- O QUE FAZER
Prossiga com o texto sobre os riscos da inteligência artificial, escrevendo a partir da última frase apresentada.

- TRECHO DO TEXTO
-------------------------

Eu perguntei ao ChatGPT, a sensação do momento em inteligência artificial, sobre o que as pessoas sabem e o que elas deveriam saber sobre inteligência artificial e a resposta foi redondinha, como sempre.
Respondeu o ChatGPT: “as pessoas deveriam estar cientes dos riscos associados à IA, como vieses algorítmicos e privacidade de dados. Ou seja, o risco de preconceito que a Dora comentou.
Por outro lado, não há transparência por parte das empresas na chamada “corrida pela inteligência artificial”. Ou seja, se a gente não sabe no que vai dar esta corrida, como podemos garantir que os seus usos serão pautados de maneira ética e responsável.
Dora me explicou, por exemplo, qual o problema com os carros autônomos.
Vamos ouvi-la:
“Os carros autônomos não são ainda uma realidade do ponto de vista comercial, há usos com caminhões, porque em estrada é mais fácil, o grande problema é interação com os outros motoristas, a interação com a cidade e sua infraestrutura e regulamentações que não estão resolvidas em relação à responsabilidade, se houver algum acidente com os carros autônomos, quem será o responsável, é quem fez o carro, quem alugou o carro, quem está dirigindo o carro. São várias questões que podem resultar em potencial dano no uso da IA, mas os benefícios são extraordinários, caso contrário não estaríamos aqui nem conversando sobre este assunto”.

-------------------------

- MATERIAL DE BASE
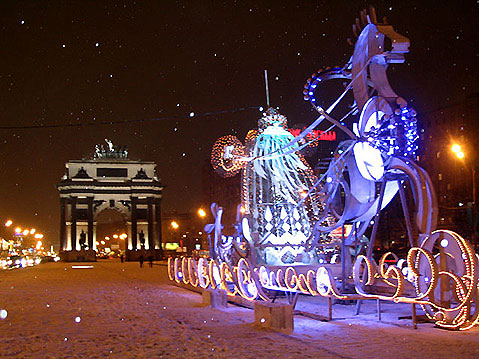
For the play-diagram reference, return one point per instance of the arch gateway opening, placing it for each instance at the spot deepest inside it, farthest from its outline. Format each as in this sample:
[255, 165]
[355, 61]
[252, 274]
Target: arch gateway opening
[109, 181]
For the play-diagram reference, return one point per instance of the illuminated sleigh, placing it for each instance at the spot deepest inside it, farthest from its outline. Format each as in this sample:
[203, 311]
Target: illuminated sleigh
[287, 212]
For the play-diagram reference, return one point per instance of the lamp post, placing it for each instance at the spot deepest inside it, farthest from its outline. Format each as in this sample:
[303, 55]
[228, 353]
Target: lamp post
[457, 150]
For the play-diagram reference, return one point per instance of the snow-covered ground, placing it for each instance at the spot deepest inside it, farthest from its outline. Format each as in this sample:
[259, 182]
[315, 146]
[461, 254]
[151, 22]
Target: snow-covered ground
[119, 310]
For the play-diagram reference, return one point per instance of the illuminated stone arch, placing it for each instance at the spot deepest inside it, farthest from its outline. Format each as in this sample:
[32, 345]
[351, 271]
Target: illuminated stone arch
[115, 182]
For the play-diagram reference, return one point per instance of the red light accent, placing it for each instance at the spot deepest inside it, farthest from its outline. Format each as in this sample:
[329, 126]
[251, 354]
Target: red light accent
[320, 135]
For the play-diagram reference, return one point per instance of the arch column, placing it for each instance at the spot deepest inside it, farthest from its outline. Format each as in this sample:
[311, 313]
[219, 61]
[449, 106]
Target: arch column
[63, 225]
[90, 222]
[134, 224]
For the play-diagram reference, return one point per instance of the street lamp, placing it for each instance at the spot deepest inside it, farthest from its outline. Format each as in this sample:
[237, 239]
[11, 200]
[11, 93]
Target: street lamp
[457, 150]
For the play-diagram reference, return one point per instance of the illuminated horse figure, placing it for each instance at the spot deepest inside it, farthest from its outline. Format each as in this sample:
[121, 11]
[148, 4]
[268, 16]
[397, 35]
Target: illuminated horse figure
[287, 210]
[379, 155]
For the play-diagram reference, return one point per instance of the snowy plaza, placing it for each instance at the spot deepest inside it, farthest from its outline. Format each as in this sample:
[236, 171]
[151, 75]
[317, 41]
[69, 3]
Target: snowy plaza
[130, 312]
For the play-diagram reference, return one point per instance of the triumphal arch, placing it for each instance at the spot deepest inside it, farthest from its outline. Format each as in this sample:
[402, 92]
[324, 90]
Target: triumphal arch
[110, 180]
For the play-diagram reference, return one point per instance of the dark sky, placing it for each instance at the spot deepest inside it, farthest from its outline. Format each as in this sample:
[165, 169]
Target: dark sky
[84, 62]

-------------------------

- RESPOSTA
Na Espanha, as máquinas já roubam o lugar dos caixas de supermercado. No Japão, me diz Dora, os robôs pessoais já existem para medicar e entreter idosos em casas de repouso. Os assistentes virtuais são as orelhas que escutam pelas paredes. O preço que estamos pagando por essas facilidades está entre as questões que não sabemos responder. Hoje, os motoristas de aplicativos trabalham o dobro e ganham a metade do valor de antes da pandemia. Ou seja, é uma força de trabalho que sofre espoliação, em outras palavras, violência e privação de direitos.
O recado da carta dos bilionários da internet é claro: os sistemas artificiais de inteligência são competidores da raça humana. Ademais de desemprego em massa, como já se vê na indústria do Vale do Silício, que dispensou mais de 300 mil pessoas só no último ano, esses sistemas podem gerar dramáticas perturbações econômicas e políticas (especialmente para a democracia, como ciber ataques de desinformação.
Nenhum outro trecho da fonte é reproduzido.